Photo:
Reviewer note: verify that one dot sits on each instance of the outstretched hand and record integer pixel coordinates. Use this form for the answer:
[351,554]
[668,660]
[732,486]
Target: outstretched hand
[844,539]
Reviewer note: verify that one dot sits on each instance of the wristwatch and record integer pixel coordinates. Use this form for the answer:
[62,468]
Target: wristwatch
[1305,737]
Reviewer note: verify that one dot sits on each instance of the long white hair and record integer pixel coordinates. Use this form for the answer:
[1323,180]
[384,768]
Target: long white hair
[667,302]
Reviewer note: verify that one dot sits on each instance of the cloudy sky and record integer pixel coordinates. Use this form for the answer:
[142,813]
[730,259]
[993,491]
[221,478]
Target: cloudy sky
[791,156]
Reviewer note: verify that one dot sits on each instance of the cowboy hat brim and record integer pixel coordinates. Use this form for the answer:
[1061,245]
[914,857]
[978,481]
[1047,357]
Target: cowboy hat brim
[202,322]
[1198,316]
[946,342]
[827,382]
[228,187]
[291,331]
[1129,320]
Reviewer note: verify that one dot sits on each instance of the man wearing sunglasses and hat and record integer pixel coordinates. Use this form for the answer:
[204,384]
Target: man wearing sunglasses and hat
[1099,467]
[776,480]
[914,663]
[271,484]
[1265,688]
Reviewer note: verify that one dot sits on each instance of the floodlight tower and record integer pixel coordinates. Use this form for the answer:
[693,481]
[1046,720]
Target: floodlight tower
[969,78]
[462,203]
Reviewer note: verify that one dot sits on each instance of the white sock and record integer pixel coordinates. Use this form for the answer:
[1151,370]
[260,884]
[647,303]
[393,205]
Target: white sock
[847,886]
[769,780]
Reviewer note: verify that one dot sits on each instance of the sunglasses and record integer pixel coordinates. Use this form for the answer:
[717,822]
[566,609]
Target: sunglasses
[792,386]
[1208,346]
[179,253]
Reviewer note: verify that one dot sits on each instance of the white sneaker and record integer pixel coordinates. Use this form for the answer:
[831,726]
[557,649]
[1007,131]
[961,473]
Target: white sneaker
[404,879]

☆ ☆ ☆ ☆

▸ WORK REQUEST: An exact copy of every line above is needed.

▸ RESULT FOR THIS EXERCISE:
Photo:
Reviewer note: verify that one dot sits on each instance of the outstretched hand and record integer pixel coordinates. Use this form for the answer:
[351,554]
[668,660]
[732,486]
Target: outstretched hand
[844,539]
Reviewer note: verify that one dot sits on each instance of the wristwatch and record integer pixel coordinates. Use this form for the answer:
[62,468]
Target: wristwatch
[1305,737]
Reviewer note: verify that one dot sits on each instance of the long white hair and record integer pixel coordinates. Use this form for the answer:
[1323,180]
[384,768]
Target: long white hair
[667,302]
Reviewer note: verify that one dot sits on each instance of the cloudy sky and record integer pixel coordinates. Use this form for the answer:
[142,813]
[730,259]
[993,491]
[221,478]
Target: cloudy sky
[791,156]
Reviewer note: verify that one dot sits on each instance of the cowboy hat brim and record integer pixel coordinates. Use this form for the answer:
[1061,245]
[914,857]
[978,481]
[1047,357]
Target: cowboy hat brim
[202,322]
[1198,316]
[946,342]
[827,382]
[228,187]
[291,331]
[1129,320]
Reviewer note: verify that one dot sits on each instance of the man wearing sunglasses and hat and record integer pixel coordinates. Use this form for the answer:
[204,384]
Target: man wearing sunglasses and hat
[1099,467]
[776,480]
[914,663]
[271,484]
[1265,688]
Reviewer note: verify that one dot sits on each instance of the floodlight tower and record integer pixel coordinates. Use this form for the answer:
[693,481]
[1046,720]
Target: floodlight tower
[969,78]
[462,203]
Reviewer note: verify that one dot sits on each instance of the white sock and record integer pixel coordinates. Use this form for the answer:
[1151,370]
[260,884]
[647,303]
[393,205]
Target: white sock
[847,886]
[769,780]
Reviewer note: verify that one dot sits on each instance of the sunglasses and record integer pixel coordinates. Use this form for the answer:
[717,822]
[566,609]
Target: sunglasses
[792,386]
[1208,346]
[179,253]
Reviewer note: verify that one dot sits on each instance of the white sneaker and record integer pixel coordinates. Use this form for the answer:
[831,726]
[557,649]
[1007,131]
[961,473]
Target: white sneaker
[404,879]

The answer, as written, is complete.